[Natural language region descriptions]
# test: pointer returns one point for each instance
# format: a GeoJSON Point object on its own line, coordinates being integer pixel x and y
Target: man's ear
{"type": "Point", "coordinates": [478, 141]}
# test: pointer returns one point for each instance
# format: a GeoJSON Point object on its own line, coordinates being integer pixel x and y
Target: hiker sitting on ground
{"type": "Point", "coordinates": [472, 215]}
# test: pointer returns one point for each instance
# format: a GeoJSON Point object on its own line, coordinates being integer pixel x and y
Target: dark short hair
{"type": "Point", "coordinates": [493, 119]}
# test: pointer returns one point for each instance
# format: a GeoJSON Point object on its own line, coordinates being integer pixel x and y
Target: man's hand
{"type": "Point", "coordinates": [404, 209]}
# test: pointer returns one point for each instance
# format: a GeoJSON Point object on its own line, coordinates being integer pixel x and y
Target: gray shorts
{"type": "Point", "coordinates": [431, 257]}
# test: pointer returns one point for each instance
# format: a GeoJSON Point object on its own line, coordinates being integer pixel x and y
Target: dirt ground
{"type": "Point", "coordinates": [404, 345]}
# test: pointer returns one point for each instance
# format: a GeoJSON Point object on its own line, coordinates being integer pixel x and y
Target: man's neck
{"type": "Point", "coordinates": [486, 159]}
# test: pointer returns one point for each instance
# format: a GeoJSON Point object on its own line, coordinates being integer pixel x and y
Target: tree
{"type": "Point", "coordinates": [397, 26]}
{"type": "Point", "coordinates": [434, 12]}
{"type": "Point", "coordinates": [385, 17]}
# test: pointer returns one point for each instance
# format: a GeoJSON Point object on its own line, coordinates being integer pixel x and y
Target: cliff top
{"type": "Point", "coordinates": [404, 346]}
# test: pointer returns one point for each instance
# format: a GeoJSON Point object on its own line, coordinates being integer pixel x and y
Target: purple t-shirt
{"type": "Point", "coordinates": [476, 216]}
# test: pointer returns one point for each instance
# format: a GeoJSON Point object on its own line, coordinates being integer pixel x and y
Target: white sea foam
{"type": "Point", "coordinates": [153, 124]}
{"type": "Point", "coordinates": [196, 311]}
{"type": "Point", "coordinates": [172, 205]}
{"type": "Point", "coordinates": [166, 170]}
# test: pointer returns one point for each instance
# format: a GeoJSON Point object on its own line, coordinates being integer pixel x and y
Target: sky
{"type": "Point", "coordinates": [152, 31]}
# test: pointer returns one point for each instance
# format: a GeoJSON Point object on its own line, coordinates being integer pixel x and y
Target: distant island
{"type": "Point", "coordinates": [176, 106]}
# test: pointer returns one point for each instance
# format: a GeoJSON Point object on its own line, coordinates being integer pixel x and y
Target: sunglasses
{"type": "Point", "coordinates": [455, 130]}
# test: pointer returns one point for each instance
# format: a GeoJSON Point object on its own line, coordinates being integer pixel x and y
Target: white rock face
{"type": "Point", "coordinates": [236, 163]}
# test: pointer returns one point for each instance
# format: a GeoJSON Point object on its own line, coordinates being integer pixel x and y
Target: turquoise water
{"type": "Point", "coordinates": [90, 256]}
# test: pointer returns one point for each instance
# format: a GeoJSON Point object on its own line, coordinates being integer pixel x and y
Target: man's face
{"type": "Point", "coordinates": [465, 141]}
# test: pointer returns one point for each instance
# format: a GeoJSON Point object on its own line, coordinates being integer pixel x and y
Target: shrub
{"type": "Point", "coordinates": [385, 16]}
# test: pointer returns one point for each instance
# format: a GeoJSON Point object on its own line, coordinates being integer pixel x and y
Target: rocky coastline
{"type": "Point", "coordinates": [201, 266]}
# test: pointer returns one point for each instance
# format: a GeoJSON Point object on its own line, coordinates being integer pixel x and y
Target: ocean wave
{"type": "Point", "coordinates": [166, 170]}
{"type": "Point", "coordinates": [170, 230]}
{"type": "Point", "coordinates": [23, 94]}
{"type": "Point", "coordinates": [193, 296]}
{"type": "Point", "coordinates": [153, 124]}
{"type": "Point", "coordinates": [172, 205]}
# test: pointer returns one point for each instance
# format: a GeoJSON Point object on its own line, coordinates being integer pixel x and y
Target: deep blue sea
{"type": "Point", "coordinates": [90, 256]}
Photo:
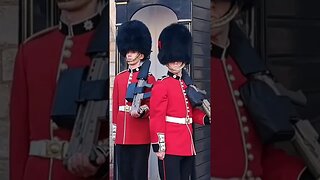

### Exercise aim
Once the pictures are removed, output the entries above exactly as given.

### Answer for the task
# test: pointer returns one point for each instance
# format: a GeoJSON Point object on its own line, coordinates being integer pixel x and y
Target: man's ear
{"type": "Point", "coordinates": [478, 141]}
# test: pointer returns one point for each instance
# format: a GeoJSON Point object on its own line, coordinates being integer pixel x and y
Target: hiker sitting on ground
{"type": "Point", "coordinates": [472, 215]}
# test: pointer returns one point for each instance
# format: a GeoJSON Point object on its own line, coordinates being integer pixel x and y
Target: dark short hair
{"type": "Point", "coordinates": [493, 119]}
# test: pointer returns one point for each instance
# format: a GeoJSON Point object on its own line, coordinates being integer pixel x and y
Target: man's hand
{"type": "Point", "coordinates": [404, 209]}
# test: pointer returns one point for each instance
# format: a GeoJSON Point object on its own line, coordinates being integer pixel x and y
Target: gray shorts
{"type": "Point", "coordinates": [431, 257]}
# test: pointer returns one point for each instance
# format: a GeoJSON Point object on its own line, coordinates being integer pixel x and y
Target: dirt ground
{"type": "Point", "coordinates": [404, 345]}
# test: pointer returns one point for each instance
# format: a GeoJSON Point object on its own line, coordinates being integer pixel x and y
Target: man's neck
{"type": "Point", "coordinates": [486, 159]}
# test: pointer returns one point for each instance
# format: a GeoJSON Point object on its own line, coordinates being integer pixel x and y
Target: tree
{"type": "Point", "coordinates": [397, 26]}
{"type": "Point", "coordinates": [434, 12]}
{"type": "Point", "coordinates": [385, 17]}
# test: pointer returns one point for each instance
# format: a GeoJSON Point object on its own line, coordinates being integer pixel x and y
Target: cliff top
{"type": "Point", "coordinates": [404, 346]}
# test: pointer returns one point for each instance
# format: a GeoJSON Point object on its own line, coordinates being integer pixel x and y
Target: purple t-shirt
{"type": "Point", "coordinates": [476, 216]}
# test: pointer returns one point for each instance
# format: a GeoJSON Point object on its own line, coordinates being integer pixel x and y
Target: white sea foam
{"type": "Point", "coordinates": [153, 124]}
{"type": "Point", "coordinates": [196, 311]}
{"type": "Point", "coordinates": [172, 205]}
{"type": "Point", "coordinates": [166, 170]}
# test: pointer returns one point for each instance
# format: a GeoJSON Point object on its own line, coordinates being integer pixel x and y
Target: sky
{"type": "Point", "coordinates": [152, 31]}
# test: pointer returns one point for each instance
# format: a GeoJSON Point object on its own line, coordinates being integer pixel x and y
Target: distant island
{"type": "Point", "coordinates": [176, 106]}
# test: pointer returns one point for each instance
# format: a GeoJSON Point object on its own line, coordinates being integer pixel x and y
Target: sunglasses
{"type": "Point", "coordinates": [455, 130]}
# test: pointer returns one point for each instance
# format: a GeoJSON Point object on its own line, coordinates being integer pixel x and y
Target: white rock face
{"type": "Point", "coordinates": [236, 163]}
# test: pointer returns one point for each instance
# format: a GeoJSON Point object on its own line, coordinates being integer pixel x and y
Target: turquoise water
{"type": "Point", "coordinates": [90, 256]}
# test: pointer returns one point for each instance
# format: a GeoJSON Point object on its own line, coordinates being integer pixel x and y
Target: man's face
{"type": "Point", "coordinates": [465, 141]}
# test: pointer returns one point for each instance
# format: a GeoJSON Point object on its own line, coordinates being integer pixel x and y
Target: shrub
{"type": "Point", "coordinates": [385, 16]}
# test: pointer returns one point for each instance
# format: a GeoJSON Point object on its own line, coordinates being integer pixel x and y
Target: rocky coastline
{"type": "Point", "coordinates": [201, 266]}
# test: pointer returns one point for each instance
# format: a GeoJSON Point object on its own line, coordinates being integer pixel x and y
Target: ocean wave
{"type": "Point", "coordinates": [166, 170]}
{"type": "Point", "coordinates": [170, 230]}
{"type": "Point", "coordinates": [23, 94]}
{"type": "Point", "coordinates": [193, 296]}
{"type": "Point", "coordinates": [153, 124]}
{"type": "Point", "coordinates": [172, 205]}
# test: pointer returns one point for each instance
# format: a GeoJSON Point object on its own line, coordinates being integer pixel x and y
Target: deep blue sea
{"type": "Point", "coordinates": [90, 256]}
Photo:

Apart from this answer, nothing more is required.